--- GOALS ---
a – According to the Boulder municipalization opinion piece, what was Xcel's Colorado pre-tax/after-expense income in 2006 and in 2012?
b – List every dollar amount that appears in the Boulder municipalization opinion piece, with what each one refers to.
c – Write the next part of the Boulder municipalization opinion piece, picking up after its final sentence.

--- SOURCE EXCERPT ---

Opinion: Let Boulder municipalize


Xcel is spending massive sums of money chattering about the dangers of Boulder creating a green electric utility and firing criticisms at Boulder’s analyses. If all Xcel says were true, it would be in Xcel’s interest to stop its barrage of negativity and just let Boulder pursue its own future. Then, if the disaster that Xcel keeps predicting actually occurs, other cities would not even think about following Boulder toward a cleaner energy future. And Xcel’s nearly $700 million of pre-tax income from Colorado would be protected forever. Or at least until ratepayers revolt over skyrocketing rates from rapidly increasing coal costs, and carbon taxes make an albatross of Xcel’s new billion dollar Comanche 3 coal plant. (sourcewatch.org/index.php/Existing_U.S._Coal_Plants)
In spite of essentially flat electric sales, Xcel’s Colorado pre-tax/after-expense income more than doubled in six years — from $323 million in 2006 to $690 million in 2012 (per PSCo’s 10K filings.) So the $8.2 million that Xcel was just forced to return to ratepayers is nothing compared to this massive increase in profit. And Xcel still makes over a 10 percent return on equity.
Xcel’s claims and criticisms of Boulder’s analyses are, by-and-large, bogus. For example, in Xcel’s Issue Paper No. 1, Xcel claims to be on track to reduce carbon emissions more than 30 percent by 2020; but Xcel included carbon reductions from terminating wholesale contracts with other utilities, which just transfers the emissions to another utility’s account. Xcel raises questions about Boulder’s “capitalizing” the first 18 months of debt payments so they can be paid after the municipal utility is receiving revenues; but this is standard practice for new entities issuing debt. And even while paying interest on this debt, the modeling shows that a Boulder muni can beat Xcel’s rates in every year, while greatly reducing greenhouse gas emissions and other pollutants and also reducing water use. Xcel also uses unrealistic stranded cost numbers in trying to claim that Boulder will not be able to keep rates below Xcel’s; if Boulder goes off Xcel’s system in parallel with Xcel’s need for more generation, Boulder will likely avoid any stranded cost claims, the biggest cost numbers in Xcel’s analysis. And Xcel ratepayers will save the cost of new generation (see EmpowerOurFuture.org).

--- PROVIDED RECORDS ---
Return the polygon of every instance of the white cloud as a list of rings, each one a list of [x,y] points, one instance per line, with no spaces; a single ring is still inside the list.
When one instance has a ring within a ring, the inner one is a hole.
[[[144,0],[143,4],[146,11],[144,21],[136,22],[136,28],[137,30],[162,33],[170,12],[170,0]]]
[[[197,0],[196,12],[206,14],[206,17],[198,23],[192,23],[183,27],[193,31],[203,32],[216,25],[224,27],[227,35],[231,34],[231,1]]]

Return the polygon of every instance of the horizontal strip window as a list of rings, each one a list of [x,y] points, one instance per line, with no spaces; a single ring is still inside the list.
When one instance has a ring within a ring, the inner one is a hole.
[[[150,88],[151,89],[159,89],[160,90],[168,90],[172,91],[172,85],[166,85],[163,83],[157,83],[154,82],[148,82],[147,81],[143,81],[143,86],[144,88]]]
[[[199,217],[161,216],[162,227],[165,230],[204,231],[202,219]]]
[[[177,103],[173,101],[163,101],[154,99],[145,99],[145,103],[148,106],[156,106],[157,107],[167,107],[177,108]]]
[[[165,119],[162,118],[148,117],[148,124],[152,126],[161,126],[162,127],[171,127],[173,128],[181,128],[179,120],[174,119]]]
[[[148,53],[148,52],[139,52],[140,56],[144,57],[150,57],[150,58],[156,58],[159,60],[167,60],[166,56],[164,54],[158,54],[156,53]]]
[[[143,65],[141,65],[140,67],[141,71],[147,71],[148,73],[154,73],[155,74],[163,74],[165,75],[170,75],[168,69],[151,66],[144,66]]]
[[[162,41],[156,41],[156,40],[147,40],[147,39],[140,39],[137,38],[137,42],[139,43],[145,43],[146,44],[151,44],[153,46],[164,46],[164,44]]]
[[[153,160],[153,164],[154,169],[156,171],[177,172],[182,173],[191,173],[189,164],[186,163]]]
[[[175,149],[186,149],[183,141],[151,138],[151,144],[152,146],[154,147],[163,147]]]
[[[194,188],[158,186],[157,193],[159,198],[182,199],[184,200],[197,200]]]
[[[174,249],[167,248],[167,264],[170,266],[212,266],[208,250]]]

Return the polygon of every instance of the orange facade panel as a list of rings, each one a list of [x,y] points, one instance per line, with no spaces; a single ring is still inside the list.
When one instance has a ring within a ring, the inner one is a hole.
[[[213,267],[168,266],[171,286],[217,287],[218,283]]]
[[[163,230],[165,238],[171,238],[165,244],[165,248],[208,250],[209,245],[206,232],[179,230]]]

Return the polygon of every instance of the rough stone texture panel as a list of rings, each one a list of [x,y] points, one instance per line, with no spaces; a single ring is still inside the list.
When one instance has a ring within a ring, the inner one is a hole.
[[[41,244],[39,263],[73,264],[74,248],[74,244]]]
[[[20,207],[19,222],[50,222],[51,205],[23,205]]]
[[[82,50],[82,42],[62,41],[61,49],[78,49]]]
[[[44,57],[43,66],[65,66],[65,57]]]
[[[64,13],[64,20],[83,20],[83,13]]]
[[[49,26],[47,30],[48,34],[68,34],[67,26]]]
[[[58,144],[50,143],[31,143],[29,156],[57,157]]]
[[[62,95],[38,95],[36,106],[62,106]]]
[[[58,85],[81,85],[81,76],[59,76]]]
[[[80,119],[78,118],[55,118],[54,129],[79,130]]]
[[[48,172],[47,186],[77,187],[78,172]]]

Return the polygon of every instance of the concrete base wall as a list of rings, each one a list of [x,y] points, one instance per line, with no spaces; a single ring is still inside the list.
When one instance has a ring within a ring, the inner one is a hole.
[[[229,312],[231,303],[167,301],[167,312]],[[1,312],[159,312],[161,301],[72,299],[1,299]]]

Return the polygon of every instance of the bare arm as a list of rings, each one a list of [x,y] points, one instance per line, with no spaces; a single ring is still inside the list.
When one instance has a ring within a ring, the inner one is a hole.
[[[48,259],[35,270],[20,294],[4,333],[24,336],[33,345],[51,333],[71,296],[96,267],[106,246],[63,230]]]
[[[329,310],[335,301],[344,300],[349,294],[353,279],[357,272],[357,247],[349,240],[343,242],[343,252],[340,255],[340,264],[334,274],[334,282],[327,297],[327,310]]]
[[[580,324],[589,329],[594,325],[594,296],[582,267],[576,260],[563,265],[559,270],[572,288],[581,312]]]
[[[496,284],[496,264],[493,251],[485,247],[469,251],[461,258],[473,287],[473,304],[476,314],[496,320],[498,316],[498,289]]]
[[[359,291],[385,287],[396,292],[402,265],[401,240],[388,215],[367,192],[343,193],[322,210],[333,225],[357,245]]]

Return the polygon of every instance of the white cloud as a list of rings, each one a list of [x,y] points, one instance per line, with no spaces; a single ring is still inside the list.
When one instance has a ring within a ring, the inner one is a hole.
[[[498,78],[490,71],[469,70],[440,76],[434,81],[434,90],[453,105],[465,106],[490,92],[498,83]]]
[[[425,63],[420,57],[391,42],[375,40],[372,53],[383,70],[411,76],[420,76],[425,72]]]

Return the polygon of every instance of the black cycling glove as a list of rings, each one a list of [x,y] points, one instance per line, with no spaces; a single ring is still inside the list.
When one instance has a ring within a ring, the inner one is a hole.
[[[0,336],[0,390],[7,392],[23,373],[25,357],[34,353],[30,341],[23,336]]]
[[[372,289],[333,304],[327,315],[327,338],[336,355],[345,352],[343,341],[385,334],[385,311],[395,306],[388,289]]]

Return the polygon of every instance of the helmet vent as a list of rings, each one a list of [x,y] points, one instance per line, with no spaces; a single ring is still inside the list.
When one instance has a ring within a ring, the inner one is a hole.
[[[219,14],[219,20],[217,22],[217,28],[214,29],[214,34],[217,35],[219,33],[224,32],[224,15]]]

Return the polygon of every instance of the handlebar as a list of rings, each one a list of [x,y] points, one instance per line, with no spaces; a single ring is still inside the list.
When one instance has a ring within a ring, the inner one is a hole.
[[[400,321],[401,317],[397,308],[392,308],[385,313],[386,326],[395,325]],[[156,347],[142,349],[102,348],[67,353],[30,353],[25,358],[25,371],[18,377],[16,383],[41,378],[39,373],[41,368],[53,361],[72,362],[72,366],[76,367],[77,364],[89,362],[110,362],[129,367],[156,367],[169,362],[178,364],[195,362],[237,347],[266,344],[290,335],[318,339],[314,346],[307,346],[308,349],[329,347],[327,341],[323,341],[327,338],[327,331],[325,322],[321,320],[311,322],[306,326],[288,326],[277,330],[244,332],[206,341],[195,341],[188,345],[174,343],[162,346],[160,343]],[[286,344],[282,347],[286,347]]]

---

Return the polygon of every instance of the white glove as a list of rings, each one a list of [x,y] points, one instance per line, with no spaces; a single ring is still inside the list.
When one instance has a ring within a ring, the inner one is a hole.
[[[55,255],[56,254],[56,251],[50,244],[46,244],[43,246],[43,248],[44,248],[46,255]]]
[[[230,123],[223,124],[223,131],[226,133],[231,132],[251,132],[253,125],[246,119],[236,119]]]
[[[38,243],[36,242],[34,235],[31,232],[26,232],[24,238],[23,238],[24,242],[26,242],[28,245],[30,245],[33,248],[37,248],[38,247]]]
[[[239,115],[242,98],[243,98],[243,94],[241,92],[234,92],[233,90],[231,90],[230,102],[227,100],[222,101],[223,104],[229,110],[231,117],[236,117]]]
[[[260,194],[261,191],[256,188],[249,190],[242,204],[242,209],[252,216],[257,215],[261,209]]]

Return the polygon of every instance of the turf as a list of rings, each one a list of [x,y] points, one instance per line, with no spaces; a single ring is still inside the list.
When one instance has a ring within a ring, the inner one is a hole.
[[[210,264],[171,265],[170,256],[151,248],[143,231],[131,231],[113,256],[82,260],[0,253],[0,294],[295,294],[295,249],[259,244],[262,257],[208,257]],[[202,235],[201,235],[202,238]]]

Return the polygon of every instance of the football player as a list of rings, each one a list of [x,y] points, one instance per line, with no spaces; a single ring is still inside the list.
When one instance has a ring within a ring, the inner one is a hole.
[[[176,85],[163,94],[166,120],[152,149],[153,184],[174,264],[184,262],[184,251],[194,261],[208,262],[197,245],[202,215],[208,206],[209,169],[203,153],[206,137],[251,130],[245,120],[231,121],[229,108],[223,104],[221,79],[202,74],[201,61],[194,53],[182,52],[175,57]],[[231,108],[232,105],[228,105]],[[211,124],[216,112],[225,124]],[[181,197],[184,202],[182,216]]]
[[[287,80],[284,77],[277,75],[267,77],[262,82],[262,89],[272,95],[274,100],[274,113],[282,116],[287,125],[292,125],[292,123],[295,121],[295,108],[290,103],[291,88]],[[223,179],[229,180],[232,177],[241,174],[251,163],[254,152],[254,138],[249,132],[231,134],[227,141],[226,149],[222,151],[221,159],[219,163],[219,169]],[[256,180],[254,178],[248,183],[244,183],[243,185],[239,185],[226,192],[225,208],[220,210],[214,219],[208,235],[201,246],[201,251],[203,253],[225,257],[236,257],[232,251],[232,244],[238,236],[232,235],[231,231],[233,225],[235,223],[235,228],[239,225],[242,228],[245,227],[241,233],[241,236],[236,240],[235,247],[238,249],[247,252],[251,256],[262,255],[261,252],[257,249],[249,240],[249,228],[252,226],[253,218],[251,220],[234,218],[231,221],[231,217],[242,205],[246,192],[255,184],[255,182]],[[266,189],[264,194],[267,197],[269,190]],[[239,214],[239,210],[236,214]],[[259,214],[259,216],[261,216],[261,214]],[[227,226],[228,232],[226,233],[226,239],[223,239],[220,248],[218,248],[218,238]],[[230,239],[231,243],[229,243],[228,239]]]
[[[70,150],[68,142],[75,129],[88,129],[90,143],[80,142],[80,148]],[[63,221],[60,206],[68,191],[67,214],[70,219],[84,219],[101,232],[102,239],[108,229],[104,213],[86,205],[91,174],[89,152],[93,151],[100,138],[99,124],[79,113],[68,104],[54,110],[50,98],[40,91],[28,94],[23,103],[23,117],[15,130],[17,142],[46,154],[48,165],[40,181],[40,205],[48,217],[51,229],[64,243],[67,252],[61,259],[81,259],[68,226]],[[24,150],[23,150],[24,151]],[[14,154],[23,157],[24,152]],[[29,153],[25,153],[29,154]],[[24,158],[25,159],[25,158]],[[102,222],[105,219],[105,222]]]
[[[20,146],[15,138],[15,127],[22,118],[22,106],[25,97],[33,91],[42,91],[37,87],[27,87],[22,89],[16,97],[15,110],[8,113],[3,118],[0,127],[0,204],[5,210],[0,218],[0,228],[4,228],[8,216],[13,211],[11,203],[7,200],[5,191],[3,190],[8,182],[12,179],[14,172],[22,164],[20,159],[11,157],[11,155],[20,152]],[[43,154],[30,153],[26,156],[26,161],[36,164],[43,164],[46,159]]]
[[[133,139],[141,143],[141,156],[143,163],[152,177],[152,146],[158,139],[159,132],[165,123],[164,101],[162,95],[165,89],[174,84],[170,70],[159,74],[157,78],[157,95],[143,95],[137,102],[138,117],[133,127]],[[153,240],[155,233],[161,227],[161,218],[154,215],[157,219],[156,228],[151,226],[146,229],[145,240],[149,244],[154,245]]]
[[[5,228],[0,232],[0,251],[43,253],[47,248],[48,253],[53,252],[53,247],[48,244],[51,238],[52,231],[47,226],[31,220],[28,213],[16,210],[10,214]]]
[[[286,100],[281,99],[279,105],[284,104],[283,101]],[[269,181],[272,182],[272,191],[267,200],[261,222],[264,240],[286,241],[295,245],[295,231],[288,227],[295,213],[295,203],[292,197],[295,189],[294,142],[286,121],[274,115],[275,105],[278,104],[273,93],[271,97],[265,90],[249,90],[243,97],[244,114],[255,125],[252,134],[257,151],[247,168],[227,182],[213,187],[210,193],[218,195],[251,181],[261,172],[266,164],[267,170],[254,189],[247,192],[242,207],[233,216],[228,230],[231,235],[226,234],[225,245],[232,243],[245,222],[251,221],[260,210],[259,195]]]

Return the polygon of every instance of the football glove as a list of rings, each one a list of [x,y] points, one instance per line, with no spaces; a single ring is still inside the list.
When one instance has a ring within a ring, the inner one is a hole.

--- ANSWERS TO THE PROBLEMS ---
a – It was $323 million in 2006 and $690 million in 2012.

b –
- Nearly $700 million: Xcel's pre-tax income from Colorado
- Billion dollar: the cost of Xcel's new Comanche 3 coal plant
- $323 million: Xcel's Colorado pre-tax/after-expense income in 2006
- $690 million: Xcel's Colorado pre-tax/after-expense income in 2012
- $8.2 million: the amount Xcel was forced to return to ratepayers

c –
In Issue Paper No. 2, Xcel’s discussion of Boulder’s carbon tax analysis is also flawed. Xcel used inflated dollars for their carbon tax, and failed to discount their numbers to present value, both the opposite of what Boulder did. This made Xcel’s estimates of the effect of a carbon tax about double what it should have been. (BTW, Boulder is doing a no-carbon-tax analysis; results due later this summer.) This is not Xcel’s first distortion in doing discounting; even though coal costs are just passed through, Xcel has discounted them at its cost of capital (a high rate) rather than using the ratepayers’ return on safe investments (a low rate); this makes coal plants look much better than they should.
These mistakes are not anomalies. The Independent Evaluator who inspected Xcel/PSCo’s bidding process for their possible 500-plus megawatts of new wind said, “…the IE is unable to confirm that the PSCo processes function reliably. The RFP process employed was needlessly convoluted and was being created as the RFP was conducted, making review of the ongoing process difficult.” The IE also commented that if wind curtailments become a more substantial issue for Xcel in the future, the projected benefit of this wind could be dramatically reduced. Wind is a good deal, but Xcel may have to shut down this wind because its coal plants cannot ramp up and down fast enough.

This would not be a problem for Boulder, since its gas backup power would ramp much faster. And if Xcel sells this wind power to municipalities and rural electric associations so they can meet the new Renewable Energy Standard passed this year, there would be no net reduction in emissions. I note that wind power installed before 2015 still gets a 1.25X multiplier; this makes the new “20 percent renewable energy” requirement for rural electric associations and municipal utilities as misleading as the 30 percent requirement for investor-owned utilities. No wonder Colorado is still at the highest level of CO2 emissions per Kilowatt hour relative to the rest of the country (ucsusa.org).
The old guard at Xcel is fighting hard because they have stuck themselves with a costly, inflexible, polluting coal-intensive future and they know that if Boulder is allowed to succeed, others will certainly follow.
Time for a change!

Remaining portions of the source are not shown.